BEGIN Reading text
# "More" button doesn't work in IE



## ryan in louisville (Jun 18, 2013)

When I click on the "More" button to view more threads, the webpage scrolls back to the top in IE 9 under Windows 7.  Also, the subscriptions only button does the same thing, scroll to the top.  I tried Chrome and it works fine.  Any ideas?Ryan


----------



## turnandburn (Jun 18, 2013)

mine does that too now...i cant do the little emoticons either when replying or a multi-quote its making me angry, cuz i cant upload pics without having the little icons on the reply box.


----------



## ryan in louisville (Jun 18, 2013)

I have to wonder if it's internal to IE and not the forums fault.  I got a new Windows 7 machine hooked up yesterday and I didn't have the "More" button issue.  This morning I fired up IE and went to several webpages I frequent and IE kept popping up errors and saying it needed to restart.  Also, out IT department is rather strict so who knows what kind of restrictions they have imposed on my computer.

Ryan


----------



## turnandburn (Jun 18, 2013)

yeh im right there with ya, glad its not just me. and as for the strict IT dept, im on a DOD computer.lol. i tried to ask yesterday and they said for me to take them to the page so they can see the issues...lol. nope im good. thanks IT..haha


----------



## ryan in louisville (Jun 19, 2013)
END Reading text
BEGIN Records
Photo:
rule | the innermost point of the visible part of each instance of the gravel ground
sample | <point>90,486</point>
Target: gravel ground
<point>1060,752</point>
END Records
BEGIN Records
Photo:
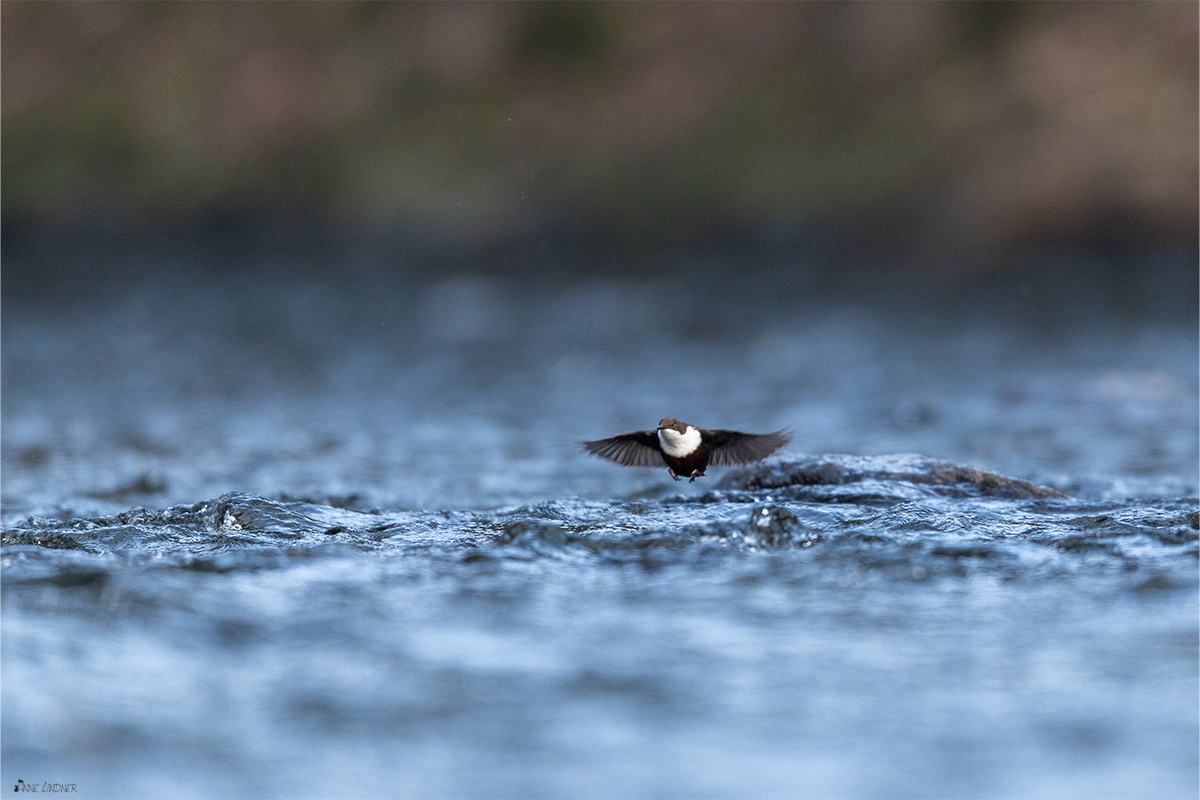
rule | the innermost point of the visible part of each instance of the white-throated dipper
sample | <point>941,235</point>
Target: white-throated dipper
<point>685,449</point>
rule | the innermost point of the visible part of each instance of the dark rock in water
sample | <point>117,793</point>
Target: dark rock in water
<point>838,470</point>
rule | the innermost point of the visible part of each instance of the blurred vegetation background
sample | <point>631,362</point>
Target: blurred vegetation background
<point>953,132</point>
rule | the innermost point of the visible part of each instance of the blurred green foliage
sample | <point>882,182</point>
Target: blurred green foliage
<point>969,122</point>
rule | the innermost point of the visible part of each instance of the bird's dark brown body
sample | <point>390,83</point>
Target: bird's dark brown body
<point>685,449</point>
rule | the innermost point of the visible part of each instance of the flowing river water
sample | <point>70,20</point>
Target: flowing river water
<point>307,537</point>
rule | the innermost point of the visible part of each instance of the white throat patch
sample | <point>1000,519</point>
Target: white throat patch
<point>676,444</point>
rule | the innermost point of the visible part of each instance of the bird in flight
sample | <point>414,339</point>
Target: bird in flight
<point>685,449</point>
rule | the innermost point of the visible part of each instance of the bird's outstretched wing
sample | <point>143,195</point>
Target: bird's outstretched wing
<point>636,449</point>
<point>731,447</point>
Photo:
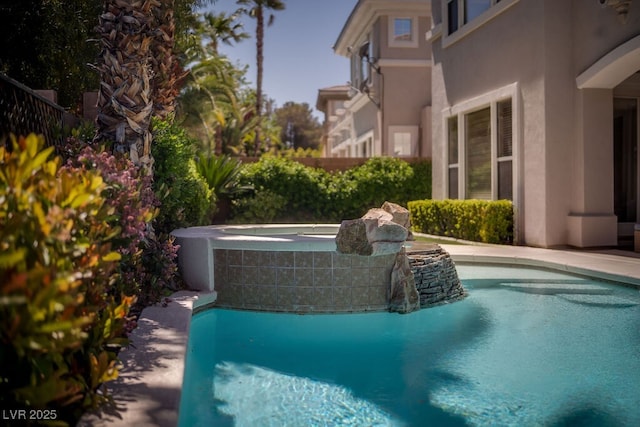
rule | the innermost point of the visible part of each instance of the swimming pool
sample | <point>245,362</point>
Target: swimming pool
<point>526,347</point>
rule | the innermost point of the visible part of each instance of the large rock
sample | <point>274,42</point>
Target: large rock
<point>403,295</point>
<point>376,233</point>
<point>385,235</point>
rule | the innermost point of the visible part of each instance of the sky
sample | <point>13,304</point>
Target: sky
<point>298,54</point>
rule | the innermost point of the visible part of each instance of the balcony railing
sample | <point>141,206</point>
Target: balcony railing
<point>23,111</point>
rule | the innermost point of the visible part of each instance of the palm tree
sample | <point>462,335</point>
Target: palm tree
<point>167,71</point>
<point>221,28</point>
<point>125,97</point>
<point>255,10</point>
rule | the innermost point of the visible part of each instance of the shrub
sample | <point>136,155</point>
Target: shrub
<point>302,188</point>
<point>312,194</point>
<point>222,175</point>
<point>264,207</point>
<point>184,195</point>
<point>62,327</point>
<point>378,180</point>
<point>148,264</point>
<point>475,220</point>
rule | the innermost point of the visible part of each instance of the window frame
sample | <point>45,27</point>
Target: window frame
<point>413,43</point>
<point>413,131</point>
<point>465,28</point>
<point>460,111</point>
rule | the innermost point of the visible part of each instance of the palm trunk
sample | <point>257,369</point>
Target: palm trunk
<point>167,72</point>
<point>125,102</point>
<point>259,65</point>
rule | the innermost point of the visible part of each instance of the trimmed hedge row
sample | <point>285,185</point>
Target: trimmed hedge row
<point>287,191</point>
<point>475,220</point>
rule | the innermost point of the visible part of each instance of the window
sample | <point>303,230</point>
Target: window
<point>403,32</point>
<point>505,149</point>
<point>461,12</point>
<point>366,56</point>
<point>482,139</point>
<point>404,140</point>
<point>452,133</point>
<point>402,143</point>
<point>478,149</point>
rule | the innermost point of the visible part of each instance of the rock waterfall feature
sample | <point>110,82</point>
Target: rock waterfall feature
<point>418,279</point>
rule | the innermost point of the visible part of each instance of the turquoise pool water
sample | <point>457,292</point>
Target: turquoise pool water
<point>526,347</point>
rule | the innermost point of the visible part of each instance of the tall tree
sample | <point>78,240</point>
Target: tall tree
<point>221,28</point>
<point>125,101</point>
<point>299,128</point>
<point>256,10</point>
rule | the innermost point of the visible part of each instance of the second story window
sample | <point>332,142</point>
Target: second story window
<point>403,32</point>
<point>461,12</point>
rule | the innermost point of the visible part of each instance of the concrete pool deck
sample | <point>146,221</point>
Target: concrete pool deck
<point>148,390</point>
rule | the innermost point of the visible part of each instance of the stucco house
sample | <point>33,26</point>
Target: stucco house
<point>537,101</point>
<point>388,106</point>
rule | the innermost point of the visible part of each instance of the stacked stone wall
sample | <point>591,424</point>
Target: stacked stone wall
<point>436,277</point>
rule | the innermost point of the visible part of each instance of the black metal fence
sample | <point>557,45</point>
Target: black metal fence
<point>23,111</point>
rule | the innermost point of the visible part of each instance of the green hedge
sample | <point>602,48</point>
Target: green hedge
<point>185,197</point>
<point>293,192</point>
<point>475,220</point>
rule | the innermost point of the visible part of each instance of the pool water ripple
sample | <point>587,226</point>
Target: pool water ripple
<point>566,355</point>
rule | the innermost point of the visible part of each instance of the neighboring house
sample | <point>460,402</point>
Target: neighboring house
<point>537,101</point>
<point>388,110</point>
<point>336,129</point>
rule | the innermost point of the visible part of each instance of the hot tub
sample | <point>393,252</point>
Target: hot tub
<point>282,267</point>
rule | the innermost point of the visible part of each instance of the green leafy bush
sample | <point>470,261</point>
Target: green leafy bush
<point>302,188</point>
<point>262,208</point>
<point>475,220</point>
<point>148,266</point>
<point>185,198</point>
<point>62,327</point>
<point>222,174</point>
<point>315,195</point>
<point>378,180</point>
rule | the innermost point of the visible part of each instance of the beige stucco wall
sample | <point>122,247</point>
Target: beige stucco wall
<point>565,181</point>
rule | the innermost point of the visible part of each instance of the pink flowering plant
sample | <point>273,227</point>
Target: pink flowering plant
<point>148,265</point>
END Records
Your task => In the forum thread about the "More" button, which browser did the first poster try that worked fine?

Response below => Chrome